- _提示文_:
ダリ展前日の2月15日、東京ステーションギャラリーで開催中の「生誕120年 宮脇綾子の芸術 見た、切った、貼った」展に行ってきました。


勉強不足で存じ上げなかったのだけど、インスタグラムの広告に惹かれてのこと。こういう広告に出会ったときはSNSのアルゴリズムに感謝します。笑 ダリもこちらも広告で知り、その後フォローさせていただきました。


宮脇綾子氏(こういう時の敬称って何が正しいんだろうか。固有名詞になった「呼び捨て」が一番敬意がこもってる気がするので以後省略)は終戦を迎えた1945年、40歳のとき、「防空壕に出たり入ったりの時間が空いた・・・この時間で何かやろう」と、手近にあった古布でアップリケ(表記はアプリケ)手法による創作を始めます。

洋画家の夫・宮脇晴の「対象をよく観察しなさい」とのアドバイスから、野菜や魚など身近な題材を念入りにスケッチし、アプリケに落とし込みました。幼少期からの美的センスと日常の裁縫技術が掛け合わさり、アプリケを芸術のレベルまで高めた方と言えます。



 


「見た、切った、貼った」というのであれば、私が普段行っている紙によるコラージュでも同じことが言えるのだけど、アプリケの手法には加えて「縫った」があり、私からしてみると大きく異なるところです。仕上がりもアプローチもだいぶ違うと思っていて、私は手法よりも構図や色彩など別の部分を参考にしていました。


これは完全に私なりの分類ですが、アートの制作工程/アプローチは大きく分けて2つあり、一つは〈ダ・ビンチ・ルート〉。もう一つは〈ミケランジェロ・ルート〉と命名。


〈ダ・ビンチ・ルート〉では詳細なスケッチや解剖、分析の上に丁寧にデッサンを重ね、絵具などを塗り重ねていく、工程としてはプラス、プラスの作業。方向としては、ミクロからマクロ。

例えばレゴブロックや刺繍、編み物、線描など、忍耐と緻密さを要するイメージ。


対して〈ミケランジェロ・ルート〉はまず最初に大きな大理石があって、その中に埋まっている像を掘り起こすというマイナス、マイナスの作業。方向は、マクロからミクロ。

彫刻、マティスのようなコラージュ、身近なところだとヘアカットとか、大胆さとインスピレーションに導かれるイメージ。

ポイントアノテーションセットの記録
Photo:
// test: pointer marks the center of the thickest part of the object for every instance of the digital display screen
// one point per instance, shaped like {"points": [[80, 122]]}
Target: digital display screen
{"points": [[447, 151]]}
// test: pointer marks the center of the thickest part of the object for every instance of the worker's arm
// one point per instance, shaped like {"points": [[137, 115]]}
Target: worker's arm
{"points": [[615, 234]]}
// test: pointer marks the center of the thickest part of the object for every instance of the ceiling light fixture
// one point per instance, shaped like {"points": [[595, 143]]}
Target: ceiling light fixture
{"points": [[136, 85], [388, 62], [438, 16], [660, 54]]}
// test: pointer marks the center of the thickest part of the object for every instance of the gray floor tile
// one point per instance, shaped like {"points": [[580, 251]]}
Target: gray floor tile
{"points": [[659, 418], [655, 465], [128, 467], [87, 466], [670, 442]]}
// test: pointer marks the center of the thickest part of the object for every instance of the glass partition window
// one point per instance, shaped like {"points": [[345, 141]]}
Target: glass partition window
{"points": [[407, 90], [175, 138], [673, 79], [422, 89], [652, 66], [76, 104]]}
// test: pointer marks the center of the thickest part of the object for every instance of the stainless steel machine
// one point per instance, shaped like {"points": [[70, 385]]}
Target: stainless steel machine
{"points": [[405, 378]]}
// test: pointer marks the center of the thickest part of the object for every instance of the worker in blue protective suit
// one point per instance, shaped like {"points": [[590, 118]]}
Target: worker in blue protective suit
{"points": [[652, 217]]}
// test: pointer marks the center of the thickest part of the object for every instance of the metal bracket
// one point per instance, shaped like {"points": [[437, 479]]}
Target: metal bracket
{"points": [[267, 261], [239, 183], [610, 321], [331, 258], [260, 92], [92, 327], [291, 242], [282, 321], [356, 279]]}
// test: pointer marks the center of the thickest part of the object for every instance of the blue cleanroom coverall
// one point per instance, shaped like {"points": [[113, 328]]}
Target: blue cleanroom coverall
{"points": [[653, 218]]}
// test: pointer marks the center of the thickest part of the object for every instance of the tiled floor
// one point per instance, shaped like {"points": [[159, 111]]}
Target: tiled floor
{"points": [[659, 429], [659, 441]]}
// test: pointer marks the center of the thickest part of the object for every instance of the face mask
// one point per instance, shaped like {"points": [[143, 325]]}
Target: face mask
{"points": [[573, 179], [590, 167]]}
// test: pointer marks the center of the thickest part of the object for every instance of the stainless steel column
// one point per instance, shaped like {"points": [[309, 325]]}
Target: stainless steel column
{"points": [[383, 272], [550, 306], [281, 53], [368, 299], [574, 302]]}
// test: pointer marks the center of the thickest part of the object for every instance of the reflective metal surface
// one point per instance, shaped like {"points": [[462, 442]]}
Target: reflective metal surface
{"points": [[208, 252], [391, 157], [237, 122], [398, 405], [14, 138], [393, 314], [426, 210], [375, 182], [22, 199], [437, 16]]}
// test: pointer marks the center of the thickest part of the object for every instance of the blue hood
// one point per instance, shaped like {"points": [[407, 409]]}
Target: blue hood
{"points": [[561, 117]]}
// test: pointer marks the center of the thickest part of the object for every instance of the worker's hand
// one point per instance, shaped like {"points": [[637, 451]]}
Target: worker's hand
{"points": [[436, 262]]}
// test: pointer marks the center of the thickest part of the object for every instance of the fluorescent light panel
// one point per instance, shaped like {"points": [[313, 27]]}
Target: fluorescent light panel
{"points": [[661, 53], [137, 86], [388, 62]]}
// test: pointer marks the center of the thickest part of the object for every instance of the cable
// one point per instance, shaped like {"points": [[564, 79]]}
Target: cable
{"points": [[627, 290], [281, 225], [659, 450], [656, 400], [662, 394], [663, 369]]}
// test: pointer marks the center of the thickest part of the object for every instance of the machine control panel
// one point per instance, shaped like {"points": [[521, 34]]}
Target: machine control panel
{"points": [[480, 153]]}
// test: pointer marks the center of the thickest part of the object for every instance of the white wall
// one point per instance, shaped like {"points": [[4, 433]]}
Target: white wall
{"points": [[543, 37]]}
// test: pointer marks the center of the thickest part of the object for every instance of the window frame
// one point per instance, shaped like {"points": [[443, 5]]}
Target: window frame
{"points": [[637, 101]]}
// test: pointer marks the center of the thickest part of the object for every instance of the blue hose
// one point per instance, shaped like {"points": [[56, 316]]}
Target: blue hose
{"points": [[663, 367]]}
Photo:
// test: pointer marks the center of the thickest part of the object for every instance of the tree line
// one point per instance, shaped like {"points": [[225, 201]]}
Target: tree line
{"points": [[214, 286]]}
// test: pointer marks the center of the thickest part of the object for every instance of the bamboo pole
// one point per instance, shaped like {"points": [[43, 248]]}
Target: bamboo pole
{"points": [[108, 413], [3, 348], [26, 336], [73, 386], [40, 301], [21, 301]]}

- _作業内容_:
宮脇綾子展についての提示文を、「これは完全に私なりの分類です」から「イナスの作業。方向は、マクロからミクロ。」まで（両端を含む）一字一句違えずに打ち直してください。

- _作業結果_:
これは完全に私なりの分類ですが、アートの制作工程/アプローチは大きく分けて2つあり、一つは〈ダ・ビンチ・ルート〉。もう一つは〈ミケランジェロ・ルート〉と命名。


〈ダ・ビンチ・ルート〉では詳細なスケッチや解剖、分析の上に丁寧にデッサンを重ね、絵具などを塗り重ねていく、工程としてはプラス、プラスの作業。方向としては、ミクロからマクロ。

例えばレゴブロックや刺繍、編み物、線描など、忍耐と緻密さを要するイメージ。


対して〈ミケランジェロ・ルート〉はまず最初に大きな大理石があって、その中に埋まっている像を掘り起こすというマイナス、マイナスの作業。方向は、マクロからミクロ。